## PROBLEM STATEMENT
Please count the lines in the rows below that contain the string "building", treating uppercase and lowercase letters as different. Reply with that number alone.

## PROVIDED RECORDS
** start **
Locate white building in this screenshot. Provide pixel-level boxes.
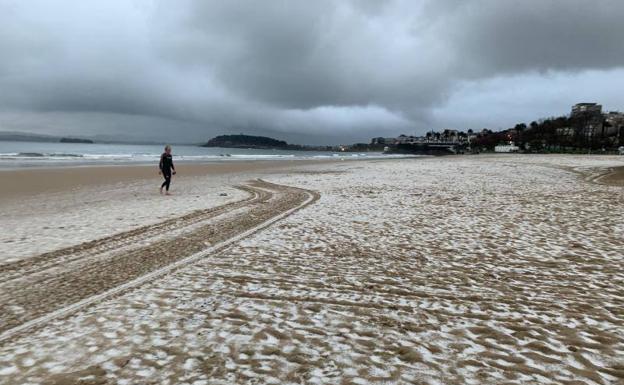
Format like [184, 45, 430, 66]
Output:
[494, 143, 520, 152]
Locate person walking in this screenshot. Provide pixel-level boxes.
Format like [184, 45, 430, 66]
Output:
[158, 145, 176, 195]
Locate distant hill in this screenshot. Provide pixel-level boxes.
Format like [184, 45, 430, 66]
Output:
[202, 134, 290, 150]
[59, 138, 93, 143]
[0, 131, 60, 142]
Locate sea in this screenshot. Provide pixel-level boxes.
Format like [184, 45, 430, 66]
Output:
[0, 141, 395, 169]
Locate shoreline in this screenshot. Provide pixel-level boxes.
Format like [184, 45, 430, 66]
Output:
[0, 159, 340, 200]
[596, 166, 624, 186]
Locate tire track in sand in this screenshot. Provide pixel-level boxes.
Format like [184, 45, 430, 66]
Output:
[0, 180, 319, 343]
[0, 186, 268, 287]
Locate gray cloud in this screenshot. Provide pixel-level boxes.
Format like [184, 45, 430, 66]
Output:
[0, 0, 624, 143]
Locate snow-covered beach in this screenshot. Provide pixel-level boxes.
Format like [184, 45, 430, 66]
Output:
[0, 155, 624, 385]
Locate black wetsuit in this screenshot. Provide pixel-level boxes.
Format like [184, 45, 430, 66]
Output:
[158, 152, 175, 191]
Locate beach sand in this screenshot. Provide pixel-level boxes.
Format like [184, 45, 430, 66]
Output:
[0, 155, 624, 385]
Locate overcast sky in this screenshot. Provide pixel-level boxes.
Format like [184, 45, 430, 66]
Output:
[0, 0, 624, 144]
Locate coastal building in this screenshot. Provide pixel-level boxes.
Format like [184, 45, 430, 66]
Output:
[371, 136, 396, 144]
[570, 103, 602, 118]
[494, 142, 520, 153]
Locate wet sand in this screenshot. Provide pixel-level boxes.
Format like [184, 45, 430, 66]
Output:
[600, 167, 624, 186]
[0, 160, 332, 200]
[0, 154, 624, 385]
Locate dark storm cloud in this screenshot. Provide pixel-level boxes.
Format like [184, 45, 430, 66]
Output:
[0, 0, 624, 142]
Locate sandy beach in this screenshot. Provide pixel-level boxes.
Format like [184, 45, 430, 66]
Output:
[0, 155, 624, 385]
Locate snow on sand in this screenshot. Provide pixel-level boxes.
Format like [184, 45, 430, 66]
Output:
[0, 155, 624, 385]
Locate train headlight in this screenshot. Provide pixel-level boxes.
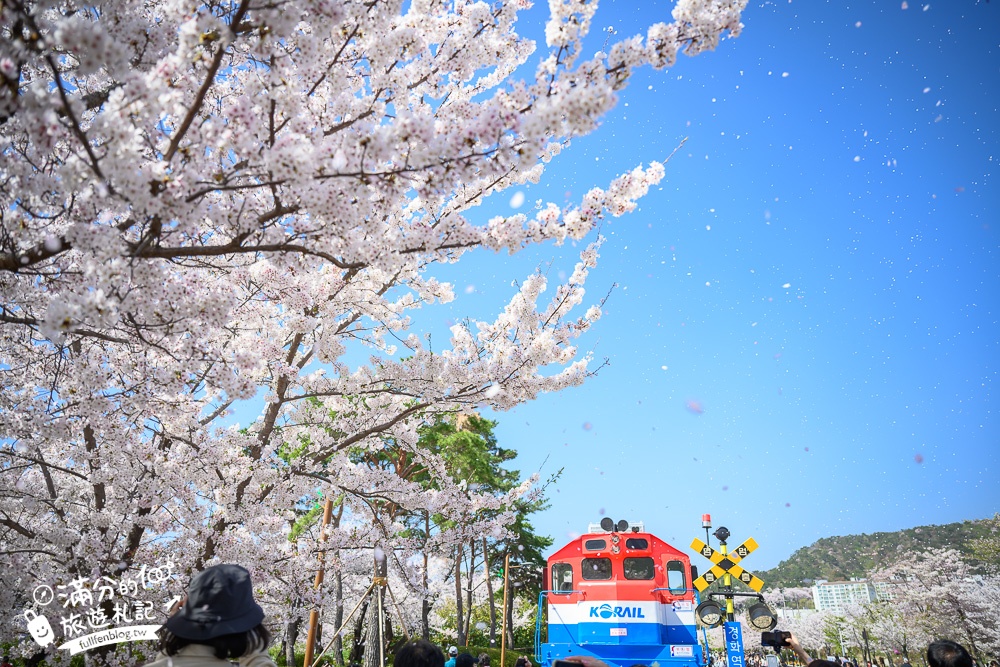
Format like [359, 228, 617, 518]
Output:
[694, 600, 725, 628]
[747, 602, 778, 632]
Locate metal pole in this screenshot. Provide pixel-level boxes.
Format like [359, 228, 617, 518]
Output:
[719, 540, 736, 623]
[303, 496, 333, 665]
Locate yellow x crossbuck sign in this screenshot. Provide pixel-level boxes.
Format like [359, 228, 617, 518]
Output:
[691, 537, 764, 593]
** end **
## THE RESULT
2